■ Your instructions:
Answer these questions about the commentary on the FARC hostage coverage:
(a) What date appears at the start of the commentary?
(b) Which two news outlets does the commentary name as partners of the Chavez and Correa media monopolies?
(c) Which publication does the commentary say "has a good take on this exclusive"?

■ Passage provided:
================================

HOSTAGES SERVE AS UNPAID TV SERIES ACTORS for CHAVEZ-CORREA-IRANIAN NEWS

December 31, 2007   Hugo Chavez and Rafael Correa want to have you tune in to their TV stations so that their narcodemocracy zone media monopolies, in partnership with Iranian News and AL JAZEERA will make money. Chavez and Correa are systematically either stealing or shutting down the competition, just as they have done with the oil and gas industries and exactly as they have done with competing political parties, banks, businesses, and lives. This is accomplished by either buying in or overt take over and theft/appropriations/caducidad by these unaccountable and seriously illegal statist operatives to enrich their inner group.
 
There is no question that the current made-for-TV-docudrama by Chavez is pure propaganda to try to convince the world that George Soros and the U.S. democrats are correct that the FARC are great folks and that drugs should be available to all as Soros's groups reach their behind the scenes goal of enabling more Andean contraband and drugs, also called easy money for hidden speculative accounts in the Caymans, Curacao or Miami's Brickell Avenue. The current so called news coverage from Chavez-land is also...a cheaply manufactured news reel to fill the news void in the Andes and provide local news, which Chavez's TV crews manufactured and which the vapid world of Chavez's TV viewers have yet to see one fact check or one substantive benefit for their tax dollar expenditure in the Chavez-Correa media monopolies, also called state propaganda.
 
The badly abused FARC hostages are unpaid actors in this cheesy propaganda scam by Chavez and the global fools who want us to actually believe that the FARC can be trusted, can be negotiated with and worse...should be enjoying economic freedom when none of what the FARC and Chavez demand are given to those whom they control. Where are the labor unions demanding union wages for these badly treated actors for Chavez and Correa's TV channels? Instead of spreading more lies before the American public- also called lying to the U.S. Congress- that Colombia's Uribe likes to kill union members, when nothing could be further from the truth, we notice that not one union member has whimpered one word in defense of these unpaid actors in this latest made for TV movie by Chavez-Correa and the seriously unprofessional Oliver Stone, whose name alone reminds us why no one trusts his work any more. Where are the omnipresent labor unions to demand fair union wages for these FARC hostages as background actors streaming across Chavez and Correa's fake TV media? We would like to know. In fact we would also like to know how much Oliver Stone is getting paid for his time in Colombia and Venezuela. We would also like to know what script writer will be employed for his planned movies to promote Mahmoud Ahmadinejad and his other gambit to tell us how wonderful the Colombian drug cartels were. Deifying Pablo Escobar and Mahmoud defy logic. Rafael Correa and Hugo Chavez think this is a great idea even as Ecuador and Venezuela permit no functioning media in play.
 
VENEZUELA NEWS and VIEWS, read it here, has a good take on this exclusive, Chavez TV filler so called hostage rescue TV story. Correctly, instead of foolishly blaming the French and Sarkozy for enabling Hugo Chavez's propaganda efforts in Colombia's jungles, the article goes to the heart of the matter noting that even on vacation and miles from nowhere in Venezuela, Chavez's tawdry so called docudrama was streaming non stop across TV: "Thus, even in the middle of nowhere I was not spared the incredibly tacky show that Chavez has been setting up about the FARC hostages...indeed I have been watching a lot of stunning moments. For example the arrival of “dignitaries” in Venezuela waiting to have news from the FARC. They will fly together to pick up the hostages. Nestor Kirchner in the jungle picking up hostages?"

================================

(Collected data)
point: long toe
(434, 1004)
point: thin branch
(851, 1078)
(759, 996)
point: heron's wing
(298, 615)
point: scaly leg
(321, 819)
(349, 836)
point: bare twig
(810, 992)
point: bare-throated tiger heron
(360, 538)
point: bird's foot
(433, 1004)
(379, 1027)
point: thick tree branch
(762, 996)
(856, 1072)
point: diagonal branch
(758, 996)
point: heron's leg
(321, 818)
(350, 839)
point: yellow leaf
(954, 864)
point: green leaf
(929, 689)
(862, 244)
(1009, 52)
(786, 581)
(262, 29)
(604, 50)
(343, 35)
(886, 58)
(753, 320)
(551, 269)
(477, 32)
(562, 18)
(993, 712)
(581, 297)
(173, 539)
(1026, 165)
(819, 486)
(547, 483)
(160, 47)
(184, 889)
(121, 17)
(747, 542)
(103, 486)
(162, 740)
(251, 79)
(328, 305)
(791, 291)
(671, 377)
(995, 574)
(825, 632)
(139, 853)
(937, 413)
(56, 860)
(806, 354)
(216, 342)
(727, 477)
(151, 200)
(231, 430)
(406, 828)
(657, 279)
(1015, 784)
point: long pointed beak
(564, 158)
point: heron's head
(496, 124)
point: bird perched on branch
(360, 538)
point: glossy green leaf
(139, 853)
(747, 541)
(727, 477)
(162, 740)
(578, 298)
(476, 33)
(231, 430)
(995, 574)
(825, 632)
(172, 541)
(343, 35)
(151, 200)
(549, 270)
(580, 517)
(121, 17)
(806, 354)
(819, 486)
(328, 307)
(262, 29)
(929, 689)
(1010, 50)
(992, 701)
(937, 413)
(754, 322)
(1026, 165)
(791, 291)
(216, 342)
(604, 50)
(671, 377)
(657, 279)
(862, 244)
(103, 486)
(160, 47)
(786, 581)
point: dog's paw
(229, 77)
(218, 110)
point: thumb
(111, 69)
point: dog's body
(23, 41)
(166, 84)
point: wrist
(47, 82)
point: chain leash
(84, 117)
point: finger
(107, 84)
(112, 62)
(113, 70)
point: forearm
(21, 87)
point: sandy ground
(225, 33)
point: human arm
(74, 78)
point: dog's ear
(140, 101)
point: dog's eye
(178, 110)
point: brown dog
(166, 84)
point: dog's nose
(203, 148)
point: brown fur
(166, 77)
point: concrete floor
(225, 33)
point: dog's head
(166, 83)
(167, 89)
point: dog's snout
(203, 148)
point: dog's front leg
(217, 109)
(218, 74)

================================

■ Task answer:
(a) December 31, 2007
(b) Iranian News and AL JAZEERA
(c) VENEZUELA NEWS and VIEWS